_Exercise_. Emit the line that holds "Quality check round. The original labels for navy" and all lines following it through the end of the data, verbatim, and nothing else.
***** Data for this exercise *****
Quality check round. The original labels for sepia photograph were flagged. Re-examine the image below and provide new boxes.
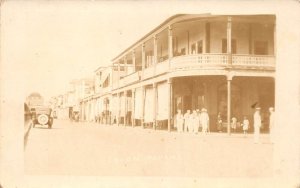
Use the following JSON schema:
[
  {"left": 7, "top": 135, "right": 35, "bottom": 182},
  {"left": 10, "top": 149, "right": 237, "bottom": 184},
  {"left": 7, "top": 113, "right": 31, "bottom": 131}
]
[{"left": 0, "top": 0, "right": 300, "bottom": 188}]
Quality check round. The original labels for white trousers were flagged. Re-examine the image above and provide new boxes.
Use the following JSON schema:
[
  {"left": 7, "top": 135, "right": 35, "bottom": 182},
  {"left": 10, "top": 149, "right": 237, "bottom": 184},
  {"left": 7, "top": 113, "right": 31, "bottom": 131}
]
[{"left": 254, "top": 127, "right": 260, "bottom": 143}]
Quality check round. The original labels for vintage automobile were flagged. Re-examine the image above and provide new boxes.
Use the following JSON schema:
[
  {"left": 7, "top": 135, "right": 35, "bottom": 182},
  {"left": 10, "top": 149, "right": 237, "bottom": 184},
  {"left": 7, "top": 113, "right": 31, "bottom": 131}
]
[{"left": 32, "top": 107, "right": 53, "bottom": 129}]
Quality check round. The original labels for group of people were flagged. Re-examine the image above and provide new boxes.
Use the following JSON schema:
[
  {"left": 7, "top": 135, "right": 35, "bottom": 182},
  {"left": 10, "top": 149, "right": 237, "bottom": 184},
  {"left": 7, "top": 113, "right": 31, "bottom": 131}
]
[
  {"left": 174, "top": 107, "right": 276, "bottom": 143},
  {"left": 253, "top": 107, "right": 276, "bottom": 143},
  {"left": 217, "top": 113, "right": 250, "bottom": 135},
  {"left": 174, "top": 108, "right": 209, "bottom": 134}
]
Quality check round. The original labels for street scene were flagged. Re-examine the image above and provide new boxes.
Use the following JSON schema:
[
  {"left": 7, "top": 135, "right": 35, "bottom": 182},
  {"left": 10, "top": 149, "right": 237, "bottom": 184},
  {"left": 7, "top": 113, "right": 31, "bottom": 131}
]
[
  {"left": 24, "top": 14, "right": 276, "bottom": 177},
  {"left": 24, "top": 120, "right": 273, "bottom": 177},
  {"left": 0, "top": 0, "right": 300, "bottom": 188}
]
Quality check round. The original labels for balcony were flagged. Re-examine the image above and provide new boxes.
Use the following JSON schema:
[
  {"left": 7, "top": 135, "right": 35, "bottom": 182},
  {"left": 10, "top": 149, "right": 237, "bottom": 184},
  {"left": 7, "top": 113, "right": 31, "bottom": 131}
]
[
  {"left": 232, "top": 54, "right": 275, "bottom": 68},
  {"left": 170, "top": 54, "right": 275, "bottom": 70},
  {"left": 119, "top": 71, "right": 140, "bottom": 87},
  {"left": 170, "top": 54, "right": 228, "bottom": 70}
]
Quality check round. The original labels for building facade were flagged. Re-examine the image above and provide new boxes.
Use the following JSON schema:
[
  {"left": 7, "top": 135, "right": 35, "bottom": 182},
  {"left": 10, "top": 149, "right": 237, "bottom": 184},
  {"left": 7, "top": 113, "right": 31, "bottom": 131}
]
[{"left": 96, "top": 15, "right": 276, "bottom": 132}]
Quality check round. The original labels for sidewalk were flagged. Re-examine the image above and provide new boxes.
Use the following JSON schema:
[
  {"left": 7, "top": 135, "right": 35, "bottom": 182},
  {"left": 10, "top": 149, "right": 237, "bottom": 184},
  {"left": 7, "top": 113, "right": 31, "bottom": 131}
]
[{"left": 65, "top": 120, "right": 269, "bottom": 144}]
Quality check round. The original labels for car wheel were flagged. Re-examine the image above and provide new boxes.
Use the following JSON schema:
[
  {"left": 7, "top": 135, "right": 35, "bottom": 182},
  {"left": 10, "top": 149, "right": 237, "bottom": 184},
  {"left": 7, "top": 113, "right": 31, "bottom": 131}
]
[{"left": 37, "top": 114, "right": 49, "bottom": 125}]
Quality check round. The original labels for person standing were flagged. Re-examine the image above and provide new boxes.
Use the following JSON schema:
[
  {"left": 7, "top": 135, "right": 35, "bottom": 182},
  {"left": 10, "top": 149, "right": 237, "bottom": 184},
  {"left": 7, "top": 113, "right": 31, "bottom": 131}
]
[
  {"left": 269, "top": 107, "right": 275, "bottom": 143},
  {"left": 183, "top": 110, "right": 190, "bottom": 132},
  {"left": 175, "top": 110, "right": 184, "bottom": 133},
  {"left": 242, "top": 116, "right": 249, "bottom": 136},
  {"left": 217, "top": 112, "right": 223, "bottom": 132},
  {"left": 231, "top": 117, "right": 237, "bottom": 132},
  {"left": 200, "top": 108, "right": 209, "bottom": 134},
  {"left": 253, "top": 107, "right": 261, "bottom": 144},
  {"left": 192, "top": 110, "right": 199, "bottom": 134}
]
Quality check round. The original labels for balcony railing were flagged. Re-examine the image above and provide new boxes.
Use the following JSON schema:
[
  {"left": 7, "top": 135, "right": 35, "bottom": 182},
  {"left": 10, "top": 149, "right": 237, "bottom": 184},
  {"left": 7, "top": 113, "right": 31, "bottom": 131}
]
[
  {"left": 232, "top": 54, "right": 275, "bottom": 67},
  {"left": 113, "top": 53, "right": 275, "bottom": 89},
  {"left": 171, "top": 54, "right": 228, "bottom": 69},
  {"left": 119, "top": 71, "right": 140, "bottom": 87},
  {"left": 171, "top": 54, "right": 275, "bottom": 70},
  {"left": 155, "top": 60, "right": 169, "bottom": 75},
  {"left": 143, "top": 66, "right": 154, "bottom": 79}
]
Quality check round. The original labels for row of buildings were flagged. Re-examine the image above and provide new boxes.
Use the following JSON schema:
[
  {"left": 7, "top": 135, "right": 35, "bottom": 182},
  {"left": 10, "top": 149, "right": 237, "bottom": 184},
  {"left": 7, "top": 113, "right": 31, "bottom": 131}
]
[{"left": 52, "top": 14, "right": 276, "bottom": 132}]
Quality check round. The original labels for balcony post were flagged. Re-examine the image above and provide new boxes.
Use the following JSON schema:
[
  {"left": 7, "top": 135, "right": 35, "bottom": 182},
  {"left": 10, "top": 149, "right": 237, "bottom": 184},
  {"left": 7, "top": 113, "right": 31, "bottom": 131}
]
[
  {"left": 152, "top": 83, "right": 157, "bottom": 130},
  {"left": 227, "top": 17, "right": 232, "bottom": 65},
  {"left": 117, "top": 93, "right": 120, "bottom": 126},
  {"left": 131, "top": 89, "right": 135, "bottom": 127},
  {"left": 118, "top": 61, "right": 121, "bottom": 87},
  {"left": 142, "top": 43, "right": 146, "bottom": 76},
  {"left": 167, "top": 78, "right": 173, "bottom": 132},
  {"left": 132, "top": 50, "right": 136, "bottom": 72},
  {"left": 124, "top": 90, "right": 127, "bottom": 127},
  {"left": 227, "top": 75, "right": 232, "bottom": 135},
  {"left": 168, "top": 25, "right": 173, "bottom": 59},
  {"left": 124, "top": 56, "right": 128, "bottom": 75},
  {"left": 153, "top": 35, "right": 157, "bottom": 75},
  {"left": 141, "top": 86, "right": 146, "bottom": 128}
]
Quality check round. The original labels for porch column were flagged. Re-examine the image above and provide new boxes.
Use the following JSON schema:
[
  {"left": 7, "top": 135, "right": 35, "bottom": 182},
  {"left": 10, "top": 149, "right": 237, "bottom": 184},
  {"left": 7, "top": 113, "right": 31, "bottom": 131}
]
[
  {"left": 153, "top": 35, "right": 157, "bottom": 75},
  {"left": 131, "top": 89, "right": 135, "bottom": 127},
  {"left": 132, "top": 50, "right": 136, "bottom": 72},
  {"left": 153, "top": 83, "right": 157, "bottom": 130},
  {"left": 227, "top": 75, "right": 232, "bottom": 135},
  {"left": 168, "top": 25, "right": 173, "bottom": 59},
  {"left": 142, "top": 43, "right": 146, "bottom": 76},
  {"left": 118, "top": 61, "right": 121, "bottom": 87},
  {"left": 249, "top": 23, "right": 252, "bottom": 55},
  {"left": 227, "top": 17, "right": 232, "bottom": 65},
  {"left": 116, "top": 93, "right": 120, "bottom": 126},
  {"left": 141, "top": 86, "right": 145, "bottom": 128},
  {"left": 168, "top": 78, "right": 172, "bottom": 132},
  {"left": 124, "top": 56, "right": 128, "bottom": 75},
  {"left": 124, "top": 90, "right": 127, "bottom": 126}
]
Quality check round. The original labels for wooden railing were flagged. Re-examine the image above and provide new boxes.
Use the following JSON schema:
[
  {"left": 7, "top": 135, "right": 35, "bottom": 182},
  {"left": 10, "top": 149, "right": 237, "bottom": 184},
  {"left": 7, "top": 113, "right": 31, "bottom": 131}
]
[
  {"left": 119, "top": 71, "right": 140, "bottom": 87},
  {"left": 232, "top": 54, "right": 275, "bottom": 67},
  {"left": 171, "top": 54, "right": 228, "bottom": 69},
  {"left": 113, "top": 53, "right": 275, "bottom": 88}
]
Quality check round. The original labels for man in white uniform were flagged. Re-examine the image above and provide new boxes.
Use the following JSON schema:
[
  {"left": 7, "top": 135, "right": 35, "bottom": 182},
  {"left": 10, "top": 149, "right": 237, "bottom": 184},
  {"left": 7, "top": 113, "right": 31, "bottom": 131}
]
[
  {"left": 253, "top": 107, "right": 261, "bottom": 144},
  {"left": 190, "top": 110, "right": 199, "bottom": 134},
  {"left": 183, "top": 110, "right": 191, "bottom": 132},
  {"left": 175, "top": 110, "right": 184, "bottom": 133},
  {"left": 269, "top": 107, "right": 275, "bottom": 143},
  {"left": 200, "top": 108, "right": 209, "bottom": 134}
]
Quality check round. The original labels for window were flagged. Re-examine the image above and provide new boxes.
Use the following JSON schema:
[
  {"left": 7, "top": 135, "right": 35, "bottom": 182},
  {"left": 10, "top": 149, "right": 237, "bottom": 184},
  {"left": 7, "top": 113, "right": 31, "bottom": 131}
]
[
  {"left": 197, "top": 40, "right": 203, "bottom": 54},
  {"left": 222, "top": 39, "right": 236, "bottom": 54},
  {"left": 254, "top": 41, "right": 268, "bottom": 55},
  {"left": 180, "top": 48, "right": 185, "bottom": 55},
  {"left": 191, "top": 43, "right": 196, "bottom": 54}
]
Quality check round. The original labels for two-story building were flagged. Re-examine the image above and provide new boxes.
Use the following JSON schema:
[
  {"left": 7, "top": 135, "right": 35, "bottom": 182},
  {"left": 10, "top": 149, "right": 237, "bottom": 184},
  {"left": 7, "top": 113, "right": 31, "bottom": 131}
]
[{"left": 111, "top": 14, "right": 276, "bottom": 132}]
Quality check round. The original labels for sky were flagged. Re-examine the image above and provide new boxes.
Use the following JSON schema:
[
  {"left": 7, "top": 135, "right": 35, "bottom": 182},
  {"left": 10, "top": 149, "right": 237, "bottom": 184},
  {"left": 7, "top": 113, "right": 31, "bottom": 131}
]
[
  {"left": 0, "top": 0, "right": 290, "bottom": 102},
  {"left": 1, "top": 1, "right": 173, "bottom": 98}
]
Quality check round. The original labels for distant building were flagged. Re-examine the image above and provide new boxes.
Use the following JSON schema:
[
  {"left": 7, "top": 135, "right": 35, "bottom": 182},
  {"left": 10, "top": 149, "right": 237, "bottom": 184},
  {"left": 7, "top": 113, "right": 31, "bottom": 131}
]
[
  {"left": 90, "top": 14, "right": 276, "bottom": 132},
  {"left": 26, "top": 92, "right": 44, "bottom": 109}
]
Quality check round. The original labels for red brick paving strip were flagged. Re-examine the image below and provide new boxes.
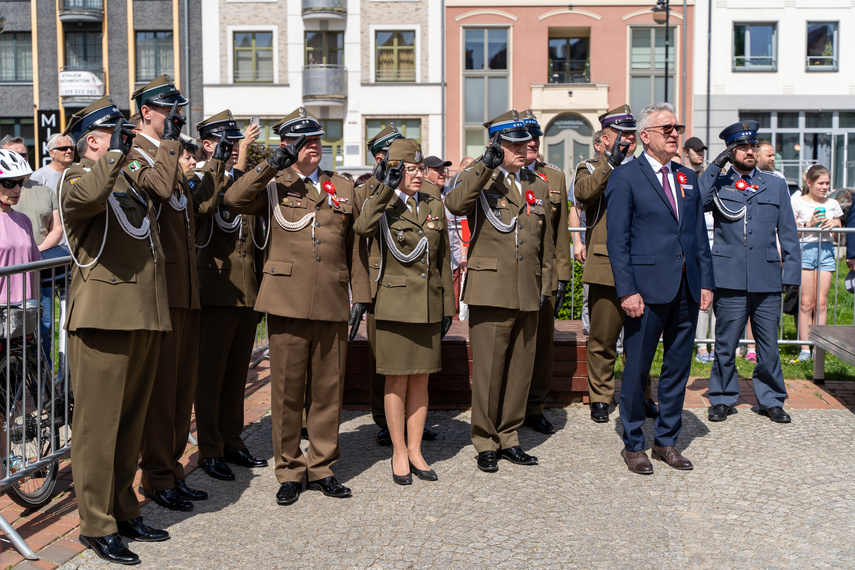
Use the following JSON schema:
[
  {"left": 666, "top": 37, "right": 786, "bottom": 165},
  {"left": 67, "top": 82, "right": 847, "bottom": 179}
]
[{"left": 0, "top": 361, "right": 855, "bottom": 569}]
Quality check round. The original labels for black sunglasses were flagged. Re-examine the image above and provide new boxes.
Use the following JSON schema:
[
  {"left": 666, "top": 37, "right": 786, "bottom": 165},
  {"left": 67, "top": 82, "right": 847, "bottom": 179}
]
[{"left": 0, "top": 178, "right": 24, "bottom": 190}]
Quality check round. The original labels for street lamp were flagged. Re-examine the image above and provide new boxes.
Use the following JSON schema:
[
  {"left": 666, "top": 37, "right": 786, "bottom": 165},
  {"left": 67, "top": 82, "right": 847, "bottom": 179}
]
[{"left": 651, "top": 0, "right": 671, "bottom": 103}]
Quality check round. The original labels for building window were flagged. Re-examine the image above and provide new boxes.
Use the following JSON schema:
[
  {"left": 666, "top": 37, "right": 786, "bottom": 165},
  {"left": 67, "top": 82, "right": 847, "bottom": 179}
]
[
  {"left": 306, "top": 32, "right": 344, "bottom": 65},
  {"left": 548, "top": 32, "right": 591, "bottom": 83},
  {"left": 374, "top": 31, "right": 416, "bottom": 81},
  {"left": 806, "top": 22, "right": 837, "bottom": 71},
  {"left": 365, "top": 119, "right": 422, "bottom": 164},
  {"left": 234, "top": 32, "right": 273, "bottom": 83},
  {"left": 136, "top": 31, "right": 175, "bottom": 83},
  {"left": 64, "top": 31, "right": 104, "bottom": 80},
  {"left": 629, "top": 27, "right": 677, "bottom": 113},
  {"left": 463, "top": 28, "right": 510, "bottom": 156},
  {"left": 733, "top": 22, "right": 778, "bottom": 71},
  {"left": 0, "top": 32, "right": 33, "bottom": 83}
]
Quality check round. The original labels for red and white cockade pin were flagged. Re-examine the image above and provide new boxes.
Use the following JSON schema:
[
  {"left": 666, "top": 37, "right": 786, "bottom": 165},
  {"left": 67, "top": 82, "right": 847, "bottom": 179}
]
[{"left": 321, "top": 180, "right": 339, "bottom": 206}]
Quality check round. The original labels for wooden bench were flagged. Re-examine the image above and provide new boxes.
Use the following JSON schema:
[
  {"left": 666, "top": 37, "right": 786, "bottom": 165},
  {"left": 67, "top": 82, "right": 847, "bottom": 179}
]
[{"left": 809, "top": 325, "right": 855, "bottom": 384}]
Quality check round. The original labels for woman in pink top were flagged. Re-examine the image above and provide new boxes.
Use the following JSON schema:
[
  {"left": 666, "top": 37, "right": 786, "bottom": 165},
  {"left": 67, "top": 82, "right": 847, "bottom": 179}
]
[{"left": 0, "top": 150, "right": 41, "bottom": 307}]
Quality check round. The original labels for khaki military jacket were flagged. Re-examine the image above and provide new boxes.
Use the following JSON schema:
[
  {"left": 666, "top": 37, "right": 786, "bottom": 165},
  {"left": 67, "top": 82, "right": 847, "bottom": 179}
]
[
  {"left": 225, "top": 162, "right": 371, "bottom": 322},
  {"left": 534, "top": 161, "right": 573, "bottom": 291},
  {"left": 445, "top": 161, "right": 555, "bottom": 311},
  {"left": 59, "top": 151, "right": 172, "bottom": 331},
  {"left": 191, "top": 168, "right": 263, "bottom": 308},
  {"left": 124, "top": 135, "right": 224, "bottom": 309},
  {"left": 354, "top": 184, "right": 455, "bottom": 323},
  {"left": 573, "top": 153, "right": 615, "bottom": 287}
]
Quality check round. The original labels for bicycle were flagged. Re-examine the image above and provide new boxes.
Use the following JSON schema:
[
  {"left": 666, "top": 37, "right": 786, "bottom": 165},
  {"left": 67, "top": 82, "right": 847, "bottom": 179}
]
[{"left": 0, "top": 301, "right": 72, "bottom": 509}]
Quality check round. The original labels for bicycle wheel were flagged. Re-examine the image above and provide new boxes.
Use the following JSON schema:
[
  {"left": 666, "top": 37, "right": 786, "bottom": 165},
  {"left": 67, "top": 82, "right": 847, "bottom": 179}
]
[{"left": 3, "top": 344, "right": 60, "bottom": 509}]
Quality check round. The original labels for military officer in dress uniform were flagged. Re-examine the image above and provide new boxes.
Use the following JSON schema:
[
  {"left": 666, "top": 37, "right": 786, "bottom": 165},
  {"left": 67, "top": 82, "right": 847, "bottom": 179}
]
[
  {"left": 573, "top": 105, "right": 658, "bottom": 423},
  {"left": 59, "top": 97, "right": 170, "bottom": 564},
  {"left": 522, "top": 109, "right": 573, "bottom": 434},
  {"left": 445, "top": 109, "right": 555, "bottom": 472},
  {"left": 189, "top": 110, "right": 267, "bottom": 481},
  {"left": 124, "top": 75, "right": 224, "bottom": 511},
  {"left": 225, "top": 107, "right": 371, "bottom": 505},
  {"left": 698, "top": 121, "right": 801, "bottom": 423}
]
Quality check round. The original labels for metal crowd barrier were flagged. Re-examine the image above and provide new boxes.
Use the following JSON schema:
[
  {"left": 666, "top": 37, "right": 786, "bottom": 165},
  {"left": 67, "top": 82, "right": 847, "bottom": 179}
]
[{"left": 0, "top": 256, "right": 73, "bottom": 560}]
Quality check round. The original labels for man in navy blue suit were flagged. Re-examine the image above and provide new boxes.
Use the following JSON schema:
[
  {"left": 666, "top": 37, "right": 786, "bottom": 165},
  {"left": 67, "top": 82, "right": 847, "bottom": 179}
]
[
  {"left": 606, "top": 103, "right": 714, "bottom": 475},
  {"left": 699, "top": 121, "right": 802, "bottom": 423}
]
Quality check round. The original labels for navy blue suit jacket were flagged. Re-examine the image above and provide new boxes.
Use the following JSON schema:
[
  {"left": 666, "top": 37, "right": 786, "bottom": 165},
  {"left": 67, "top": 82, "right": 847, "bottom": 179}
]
[
  {"left": 700, "top": 164, "right": 802, "bottom": 293},
  {"left": 606, "top": 156, "right": 715, "bottom": 304}
]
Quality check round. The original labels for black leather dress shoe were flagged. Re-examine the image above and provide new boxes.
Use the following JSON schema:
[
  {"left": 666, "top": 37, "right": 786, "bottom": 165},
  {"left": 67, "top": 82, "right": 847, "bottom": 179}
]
[
  {"left": 199, "top": 457, "right": 235, "bottom": 481},
  {"left": 80, "top": 533, "right": 140, "bottom": 565},
  {"left": 478, "top": 451, "right": 499, "bottom": 473},
  {"left": 760, "top": 406, "right": 792, "bottom": 424},
  {"left": 644, "top": 400, "right": 659, "bottom": 420},
  {"left": 276, "top": 481, "right": 303, "bottom": 505},
  {"left": 591, "top": 402, "right": 609, "bottom": 424},
  {"left": 116, "top": 517, "right": 169, "bottom": 542},
  {"left": 523, "top": 414, "right": 556, "bottom": 434},
  {"left": 226, "top": 447, "right": 267, "bottom": 468},
  {"left": 377, "top": 428, "right": 392, "bottom": 447},
  {"left": 707, "top": 404, "right": 736, "bottom": 422},
  {"left": 499, "top": 445, "right": 537, "bottom": 465},
  {"left": 307, "top": 475, "right": 353, "bottom": 499},
  {"left": 142, "top": 489, "right": 193, "bottom": 511},
  {"left": 175, "top": 479, "right": 208, "bottom": 501}
]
*****
_Result of this exercise_.
Quality check round. The original labels for navy blue suit jacket were flagged. Re-examine the image above and provide new boxes.
Use the following JSON schema:
[
  {"left": 666, "top": 37, "right": 786, "bottom": 165},
  {"left": 67, "top": 82, "right": 847, "bottom": 179}
]
[
  {"left": 700, "top": 164, "right": 802, "bottom": 293},
  {"left": 606, "top": 156, "right": 715, "bottom": 304}
]
Quality check round. The original labels for black leather dress shoe were flagged. Re-examine the image above and provide new boxes.
Use the following JSON schema:
[
  {"left": 666, "top": 37, "right": 786, "bottom": 165},
  {"left": 67, "top": 82, "right": 847, "bottom": 179}
]
[
  {"left": 199, "top": 457, "right": 235, "bottom": 481},
  {"left": 80, "top": 533, "right": 140, "bottom": 565},
  {"left": 478, "top": 451, "right": 499, "bottom": 473},
  {"left": 760, "top": 406, "right": 792, "bottom": 424},
  {"left": 644, "top": 400, "right": 659, "bottom": 420},
  {"left": 276, "top": 481, "right": 303, "bottom": 505},
  {"left": 591, "top": 402, "right": 609, "bottom": 424},
  {"left": 116, "top": 517, "right": 169, "bottom": 542},
  {"left": 523, "top": 414, "right": 556, "bottom": 434},
  {"left": 226, "top": 447, "right": 267, "bottom": 468},
  {"left": 377, "top": 428, "right": 392, "bottom": 447},
  {"left": 707, "top": 404, "right": 736, "bottom": 422},
  {"left": 499, "top": 445, "right": 537, "bottom": 465},
  {"left": 307, "top": 475, "right": 353, "bottom": 499},
  {"left": 142, "top": 489, "right": 193, "bottom": 511},
  {"left": 175, "top": 479, "right": 208, "bottom": 501}
]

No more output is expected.